== Input for this task ==
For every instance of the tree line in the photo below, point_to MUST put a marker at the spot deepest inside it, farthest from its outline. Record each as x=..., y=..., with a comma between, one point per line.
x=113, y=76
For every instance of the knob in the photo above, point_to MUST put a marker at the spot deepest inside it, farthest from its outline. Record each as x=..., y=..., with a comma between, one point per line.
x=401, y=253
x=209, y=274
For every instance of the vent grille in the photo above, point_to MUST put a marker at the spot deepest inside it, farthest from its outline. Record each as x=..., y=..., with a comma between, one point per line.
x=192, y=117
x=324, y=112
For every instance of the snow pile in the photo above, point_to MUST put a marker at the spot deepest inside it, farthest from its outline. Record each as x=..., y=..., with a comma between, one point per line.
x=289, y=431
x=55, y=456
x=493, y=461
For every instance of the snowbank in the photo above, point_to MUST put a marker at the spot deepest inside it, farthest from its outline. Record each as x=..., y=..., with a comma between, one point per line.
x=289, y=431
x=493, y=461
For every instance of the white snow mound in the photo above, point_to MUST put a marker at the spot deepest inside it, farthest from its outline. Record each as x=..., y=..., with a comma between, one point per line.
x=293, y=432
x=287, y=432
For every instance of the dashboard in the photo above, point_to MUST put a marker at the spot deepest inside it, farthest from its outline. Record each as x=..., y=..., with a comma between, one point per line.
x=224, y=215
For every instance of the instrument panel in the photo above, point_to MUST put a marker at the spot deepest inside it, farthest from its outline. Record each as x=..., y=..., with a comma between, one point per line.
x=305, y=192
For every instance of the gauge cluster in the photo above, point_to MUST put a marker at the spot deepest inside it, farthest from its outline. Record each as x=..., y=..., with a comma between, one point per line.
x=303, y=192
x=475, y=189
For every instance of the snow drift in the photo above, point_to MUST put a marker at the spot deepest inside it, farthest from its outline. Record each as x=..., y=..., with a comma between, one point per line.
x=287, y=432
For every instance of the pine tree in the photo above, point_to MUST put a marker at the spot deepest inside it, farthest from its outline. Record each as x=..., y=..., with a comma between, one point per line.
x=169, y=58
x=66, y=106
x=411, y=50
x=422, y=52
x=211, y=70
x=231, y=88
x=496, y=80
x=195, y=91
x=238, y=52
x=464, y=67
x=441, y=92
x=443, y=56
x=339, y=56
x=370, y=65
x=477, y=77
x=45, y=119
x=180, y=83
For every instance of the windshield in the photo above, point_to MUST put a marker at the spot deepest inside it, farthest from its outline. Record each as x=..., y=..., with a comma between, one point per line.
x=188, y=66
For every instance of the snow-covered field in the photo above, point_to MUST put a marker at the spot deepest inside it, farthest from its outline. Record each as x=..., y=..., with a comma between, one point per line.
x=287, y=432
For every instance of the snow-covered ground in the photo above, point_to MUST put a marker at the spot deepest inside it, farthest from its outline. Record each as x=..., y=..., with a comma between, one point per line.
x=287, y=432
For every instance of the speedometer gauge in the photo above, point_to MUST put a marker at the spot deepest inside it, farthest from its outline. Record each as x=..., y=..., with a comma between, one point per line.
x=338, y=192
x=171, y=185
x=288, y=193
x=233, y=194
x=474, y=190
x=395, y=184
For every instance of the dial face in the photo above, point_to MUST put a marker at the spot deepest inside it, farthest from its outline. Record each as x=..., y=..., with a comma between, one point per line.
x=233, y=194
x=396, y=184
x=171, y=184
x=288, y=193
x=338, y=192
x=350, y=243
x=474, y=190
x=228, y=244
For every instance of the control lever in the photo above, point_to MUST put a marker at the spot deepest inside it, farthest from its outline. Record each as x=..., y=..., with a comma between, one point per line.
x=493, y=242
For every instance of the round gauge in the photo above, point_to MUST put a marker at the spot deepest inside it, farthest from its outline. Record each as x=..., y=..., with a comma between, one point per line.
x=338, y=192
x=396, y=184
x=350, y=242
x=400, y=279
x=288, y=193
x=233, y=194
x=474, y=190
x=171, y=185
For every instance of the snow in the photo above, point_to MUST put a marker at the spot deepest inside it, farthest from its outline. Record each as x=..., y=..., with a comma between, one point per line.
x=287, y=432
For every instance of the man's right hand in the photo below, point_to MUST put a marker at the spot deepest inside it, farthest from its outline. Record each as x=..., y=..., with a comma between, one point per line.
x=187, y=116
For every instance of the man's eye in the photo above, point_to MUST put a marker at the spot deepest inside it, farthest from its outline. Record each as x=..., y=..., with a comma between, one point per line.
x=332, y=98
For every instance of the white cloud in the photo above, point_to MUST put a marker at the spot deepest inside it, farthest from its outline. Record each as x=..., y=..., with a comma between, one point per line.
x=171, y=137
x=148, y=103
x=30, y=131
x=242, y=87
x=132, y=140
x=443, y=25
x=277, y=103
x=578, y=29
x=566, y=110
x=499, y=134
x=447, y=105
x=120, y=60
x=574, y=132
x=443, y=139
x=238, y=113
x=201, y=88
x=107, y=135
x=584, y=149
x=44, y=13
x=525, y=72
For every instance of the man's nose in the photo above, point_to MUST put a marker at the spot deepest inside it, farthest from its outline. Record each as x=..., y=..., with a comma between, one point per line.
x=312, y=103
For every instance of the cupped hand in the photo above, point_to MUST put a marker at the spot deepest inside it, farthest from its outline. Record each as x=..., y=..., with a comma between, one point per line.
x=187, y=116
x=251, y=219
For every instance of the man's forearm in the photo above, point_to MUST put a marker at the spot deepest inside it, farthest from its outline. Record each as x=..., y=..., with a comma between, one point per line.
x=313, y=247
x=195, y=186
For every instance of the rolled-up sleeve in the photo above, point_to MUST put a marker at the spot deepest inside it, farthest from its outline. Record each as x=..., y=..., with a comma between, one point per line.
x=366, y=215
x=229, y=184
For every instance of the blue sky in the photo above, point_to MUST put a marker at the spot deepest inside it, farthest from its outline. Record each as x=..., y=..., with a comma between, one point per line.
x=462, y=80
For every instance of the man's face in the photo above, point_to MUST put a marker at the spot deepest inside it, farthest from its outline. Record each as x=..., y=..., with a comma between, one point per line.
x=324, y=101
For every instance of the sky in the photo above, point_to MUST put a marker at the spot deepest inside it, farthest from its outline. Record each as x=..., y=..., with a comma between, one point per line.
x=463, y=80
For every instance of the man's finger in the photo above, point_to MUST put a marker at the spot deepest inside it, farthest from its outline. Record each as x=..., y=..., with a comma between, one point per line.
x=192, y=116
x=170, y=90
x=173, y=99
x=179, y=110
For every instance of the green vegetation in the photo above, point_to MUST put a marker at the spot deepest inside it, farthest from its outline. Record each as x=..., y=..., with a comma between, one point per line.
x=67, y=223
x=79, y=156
===
Which lines run from the one containing "For every instance of the man's finger" to the end of the entries above? Quote exactly those, and only those.

### Reply to the exercise:
For every instance of the man's finger in the photo above, point_to MUST put a marker at the spot deepest inside it, farthest from its outline. Record each as x=..., y=..., with a comma between, one point per line.
x=192, y=116
x=170, y=90
x=173, y=99
x=179, y=110
For every instance of the green vegetation in the photo above, point_to MUST put a marker at the spot deepest inside it, farthest from its outline. Record each as x=..., y=..., with a comma between, one point per line.
x=67, y=223
x=79, y=156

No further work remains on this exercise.